Continue the report below on the rise in Rite Aid's share price, starting after its final sentence. The lines that follow the report are not part of it.

◆ GIVEN TEXT:
______________________________
What happened

Drugstore company Rite Aid (RAD 12.50%) saw its shares rise 15.6% on Tuesday. After closing at $5.91 on Monday, the stock opened Tuesday at $6.18 and rose to a high of $7.37 in the first couple of hours of trading, its highest point since Sept. 22. It closed the session at $6.83. The stock is still down more than 52% this year. Its 52-week low was $3.84, and its 52-week high was $15.62.

So what

The company released no news that could explain the session's stock price gains, though the S&P 500 gained about 0.9% Tuesday. Rite Aid's last quarterly report was delivered more than a month ago, on Sept. 29.

So what could have pushed the stock higher Tuesday? The best explanation may be a meme-trading-fueled short squeeze.

Rite Aid stock has a relatively high gamma squeeze score rating of 94.80 on Fintel, putting it at No. 38 out of the 305 stocks on the list. Rite Aid has been a popular stock among retail traders, and the company held its first retail-investor-oriented shareholder webcast in August.
______________________________
◆ GIVEN DATA:
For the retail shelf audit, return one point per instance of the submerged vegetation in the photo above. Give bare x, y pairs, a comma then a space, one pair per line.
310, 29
______________________________
◆ ANSWER FOR THE TASK:
Now what

The momentum is likely to be short-lived. In Rite Aid's fiscal 2023 second-quarter report, management said it doesn't expect the healthcare company to become free-cash-flow positive again until sometime later in the fiscal year. Rite Aid has fallen behind its two largest competitors, CVS Health and Walgreens Boots Alliance, particularly in the areas outside of retail sales. In the report, Rite Aid said it had revenue of $11.9 billion through 26 weeks, down 2.9% year over year. It also reported, through 26 weeks, a net loss of $441.5 million, compared to a loss of $113.3 million in the same period a year earlier. The company has two segments, Retail Pharmacy and Pharmacy Services, and the latter is struggling. Through 26 weeks, the Pharmacy Services segment reported revenue of $3.45 billion, down 8.4% year over year.